Segment Start: GIVEN RECORDS
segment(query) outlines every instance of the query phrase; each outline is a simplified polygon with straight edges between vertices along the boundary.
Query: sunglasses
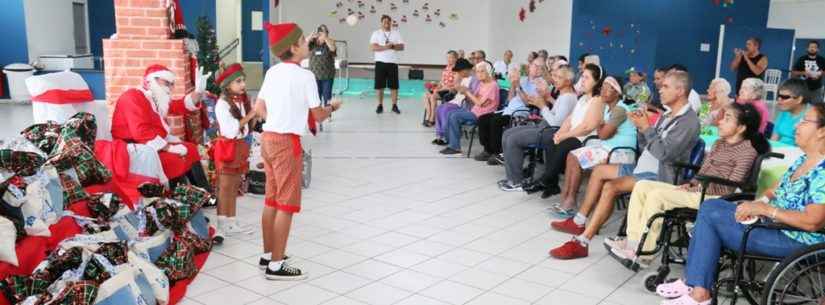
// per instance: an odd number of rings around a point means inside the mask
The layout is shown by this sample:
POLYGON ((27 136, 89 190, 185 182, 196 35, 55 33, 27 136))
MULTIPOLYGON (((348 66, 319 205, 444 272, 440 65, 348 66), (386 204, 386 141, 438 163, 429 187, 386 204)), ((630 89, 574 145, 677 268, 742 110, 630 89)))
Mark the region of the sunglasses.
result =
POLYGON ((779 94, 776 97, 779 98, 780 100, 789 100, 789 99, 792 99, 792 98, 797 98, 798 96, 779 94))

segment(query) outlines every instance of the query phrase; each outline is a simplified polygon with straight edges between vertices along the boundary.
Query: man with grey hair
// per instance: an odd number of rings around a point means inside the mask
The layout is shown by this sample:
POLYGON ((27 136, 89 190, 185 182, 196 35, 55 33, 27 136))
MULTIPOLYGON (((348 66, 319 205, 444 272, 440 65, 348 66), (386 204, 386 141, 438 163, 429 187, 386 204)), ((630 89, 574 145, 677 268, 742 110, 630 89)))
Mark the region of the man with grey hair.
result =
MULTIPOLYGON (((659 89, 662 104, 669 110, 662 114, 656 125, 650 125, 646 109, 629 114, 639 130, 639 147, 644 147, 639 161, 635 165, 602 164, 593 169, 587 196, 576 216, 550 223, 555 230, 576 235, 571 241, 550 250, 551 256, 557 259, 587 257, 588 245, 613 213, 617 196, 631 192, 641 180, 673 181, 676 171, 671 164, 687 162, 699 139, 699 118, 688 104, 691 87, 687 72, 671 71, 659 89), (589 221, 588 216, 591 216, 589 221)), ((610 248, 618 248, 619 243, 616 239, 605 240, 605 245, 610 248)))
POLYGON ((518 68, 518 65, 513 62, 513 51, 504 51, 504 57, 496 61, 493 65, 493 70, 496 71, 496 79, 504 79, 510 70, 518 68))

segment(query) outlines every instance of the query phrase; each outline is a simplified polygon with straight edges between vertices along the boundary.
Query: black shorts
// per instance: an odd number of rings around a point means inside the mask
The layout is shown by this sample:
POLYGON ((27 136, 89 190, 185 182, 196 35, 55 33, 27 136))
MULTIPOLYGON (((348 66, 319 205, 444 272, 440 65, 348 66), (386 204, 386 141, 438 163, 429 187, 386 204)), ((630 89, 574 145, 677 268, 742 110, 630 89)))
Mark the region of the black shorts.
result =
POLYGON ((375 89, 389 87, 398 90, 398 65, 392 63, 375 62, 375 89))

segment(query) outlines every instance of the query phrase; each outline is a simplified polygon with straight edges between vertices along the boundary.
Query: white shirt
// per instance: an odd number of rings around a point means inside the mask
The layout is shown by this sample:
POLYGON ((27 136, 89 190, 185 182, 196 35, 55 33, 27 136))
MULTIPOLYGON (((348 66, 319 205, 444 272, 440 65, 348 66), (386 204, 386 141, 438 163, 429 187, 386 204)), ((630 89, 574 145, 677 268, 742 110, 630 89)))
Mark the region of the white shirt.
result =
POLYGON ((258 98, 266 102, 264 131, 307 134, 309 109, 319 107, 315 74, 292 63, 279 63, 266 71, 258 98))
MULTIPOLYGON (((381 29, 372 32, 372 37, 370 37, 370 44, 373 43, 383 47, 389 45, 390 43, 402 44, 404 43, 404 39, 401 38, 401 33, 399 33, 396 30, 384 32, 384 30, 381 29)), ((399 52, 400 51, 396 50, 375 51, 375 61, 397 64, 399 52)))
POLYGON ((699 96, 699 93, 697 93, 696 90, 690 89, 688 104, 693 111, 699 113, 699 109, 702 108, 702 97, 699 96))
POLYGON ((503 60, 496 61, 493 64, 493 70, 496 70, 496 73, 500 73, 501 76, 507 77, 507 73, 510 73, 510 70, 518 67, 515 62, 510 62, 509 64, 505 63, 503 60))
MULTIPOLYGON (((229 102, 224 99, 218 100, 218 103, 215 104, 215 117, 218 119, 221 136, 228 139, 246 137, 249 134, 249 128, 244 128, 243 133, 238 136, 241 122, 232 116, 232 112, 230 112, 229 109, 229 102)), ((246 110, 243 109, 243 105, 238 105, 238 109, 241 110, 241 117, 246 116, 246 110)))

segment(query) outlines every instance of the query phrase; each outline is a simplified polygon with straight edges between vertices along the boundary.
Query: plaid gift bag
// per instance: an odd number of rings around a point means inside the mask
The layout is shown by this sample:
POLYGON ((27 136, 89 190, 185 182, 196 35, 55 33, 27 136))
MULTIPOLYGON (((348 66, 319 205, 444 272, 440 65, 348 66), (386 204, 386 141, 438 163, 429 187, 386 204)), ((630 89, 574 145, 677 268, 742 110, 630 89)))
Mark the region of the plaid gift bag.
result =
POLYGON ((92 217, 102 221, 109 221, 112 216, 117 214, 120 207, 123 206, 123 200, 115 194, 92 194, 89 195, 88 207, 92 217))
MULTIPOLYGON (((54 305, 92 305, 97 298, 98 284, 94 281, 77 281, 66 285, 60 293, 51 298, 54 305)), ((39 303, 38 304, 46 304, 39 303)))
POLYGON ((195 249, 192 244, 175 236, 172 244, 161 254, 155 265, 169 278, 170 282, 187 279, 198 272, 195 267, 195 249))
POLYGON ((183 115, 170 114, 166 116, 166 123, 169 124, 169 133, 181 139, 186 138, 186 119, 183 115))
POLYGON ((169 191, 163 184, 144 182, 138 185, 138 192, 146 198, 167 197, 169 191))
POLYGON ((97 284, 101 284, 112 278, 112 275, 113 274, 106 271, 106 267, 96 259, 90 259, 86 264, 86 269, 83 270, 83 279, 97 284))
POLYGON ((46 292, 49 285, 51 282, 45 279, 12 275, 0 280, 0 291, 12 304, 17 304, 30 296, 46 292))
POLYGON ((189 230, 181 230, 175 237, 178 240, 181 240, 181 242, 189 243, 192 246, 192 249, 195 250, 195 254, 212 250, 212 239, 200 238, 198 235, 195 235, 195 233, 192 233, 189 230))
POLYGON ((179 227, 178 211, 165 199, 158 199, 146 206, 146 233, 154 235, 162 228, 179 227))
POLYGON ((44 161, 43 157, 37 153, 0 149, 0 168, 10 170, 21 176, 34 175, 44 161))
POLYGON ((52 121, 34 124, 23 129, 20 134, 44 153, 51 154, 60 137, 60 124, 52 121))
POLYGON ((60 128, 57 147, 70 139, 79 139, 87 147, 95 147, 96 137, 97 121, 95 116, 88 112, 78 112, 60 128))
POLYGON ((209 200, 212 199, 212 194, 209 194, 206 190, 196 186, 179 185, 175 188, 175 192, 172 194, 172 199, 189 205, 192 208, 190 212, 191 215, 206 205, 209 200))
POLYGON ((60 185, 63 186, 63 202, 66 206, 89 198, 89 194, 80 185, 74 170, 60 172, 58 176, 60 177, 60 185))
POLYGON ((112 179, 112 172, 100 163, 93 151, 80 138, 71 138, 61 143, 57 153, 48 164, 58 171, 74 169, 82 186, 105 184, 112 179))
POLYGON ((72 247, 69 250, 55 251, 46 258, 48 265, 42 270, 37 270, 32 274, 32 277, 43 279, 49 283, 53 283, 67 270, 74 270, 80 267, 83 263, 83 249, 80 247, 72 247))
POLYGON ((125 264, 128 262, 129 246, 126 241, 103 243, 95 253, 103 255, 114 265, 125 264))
Segment End: GIVEN RECORDS
** WHAT THE TASK REQUIRES **
Filter the preceding entries down to the lines with "black".

** TASK RESULT **
Query: black shorts
Mark the region of the black shorts.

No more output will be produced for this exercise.